**SELECTED TEXT**
# # #

1 Introduction
This article provide an introduction to Azure Cosmos DB and its extensive features including data partitioning, global distribution, elastic scaling, latency, throughput and different service level agreements.
It describes how you can design your cosmos db with different collections and relationships, You can run queries top of that design and analyse throughput of the query. If its not performing up to the expected level, you can remodel your database until it
reaches to an expected level
2 What is Azure Cosmos DB
Azure Cosmos DB is a database service that offers variety of data models and data APIs
It supports for key-value storage, document db and graph db
It is a global distributed database service, with a single button click you can replicate your data into different regions, You can scale out your database runs in Azure Cosmos DB service, when the no of users increases and same time you can achieve low
response time
Azure Cosmos DB service offers no of service level agreements, which vary with amount of availability of your data and consistency of your data, you can select according to your business requirements
If you want to distribute your data into multiple regions, closer to your users, when you want to scale out your application, when application grows and at the same time you need to achieve low latency, high data availability & consistency, you can go for
Azure CosmosDB
3 Why Azure Cosmos DB
Let's see what is the difference between Azure SQL database and Azure Cosmos DB, Both databases are database services
Azure Cosmos DB supports for document store, Graph DBMS, key value store and column store. SQL databases supports for relational database systems.
Both database services can be replicated to many data centres and achieve high data availability. We can scale out and improve latency in both database services
Azure SQL databases and Azure Cosmos DB both has different level of service agreements.

# # #

Please update the Azure Cosmos DB article between "1 Introduction" and "service level agreements.", inclusive, writing that span out again with "global distribution" replaced by "worldwide replication".

# # #

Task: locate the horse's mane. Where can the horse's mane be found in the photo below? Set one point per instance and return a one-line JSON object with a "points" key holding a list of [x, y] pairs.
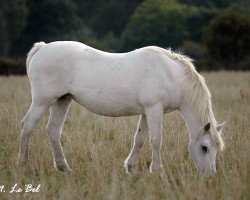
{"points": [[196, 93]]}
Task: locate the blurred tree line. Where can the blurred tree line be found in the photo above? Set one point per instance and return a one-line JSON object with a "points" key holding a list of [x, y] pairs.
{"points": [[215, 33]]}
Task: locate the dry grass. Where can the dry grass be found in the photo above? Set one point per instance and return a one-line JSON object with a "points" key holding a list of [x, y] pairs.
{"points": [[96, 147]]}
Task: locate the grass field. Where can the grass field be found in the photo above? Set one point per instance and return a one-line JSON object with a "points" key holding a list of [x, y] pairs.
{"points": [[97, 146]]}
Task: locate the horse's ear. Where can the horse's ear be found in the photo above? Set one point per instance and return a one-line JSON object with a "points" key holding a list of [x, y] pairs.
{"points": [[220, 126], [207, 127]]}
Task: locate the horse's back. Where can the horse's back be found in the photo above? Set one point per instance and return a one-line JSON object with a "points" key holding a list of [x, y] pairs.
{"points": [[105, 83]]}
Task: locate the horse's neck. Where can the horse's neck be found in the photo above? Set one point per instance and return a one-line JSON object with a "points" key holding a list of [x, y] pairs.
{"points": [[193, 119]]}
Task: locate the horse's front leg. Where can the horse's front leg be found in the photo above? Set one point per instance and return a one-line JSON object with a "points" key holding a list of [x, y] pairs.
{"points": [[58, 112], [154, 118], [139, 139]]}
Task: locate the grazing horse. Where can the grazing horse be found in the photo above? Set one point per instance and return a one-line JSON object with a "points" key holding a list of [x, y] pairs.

# # #

**SOLUTION BELOW**
1 Introduction
This article provide an introduction to Azure Cosmos DB and its extensive features including data partitioning, worldwide replication, elastic scaling, latency, throughput and different service level agreements.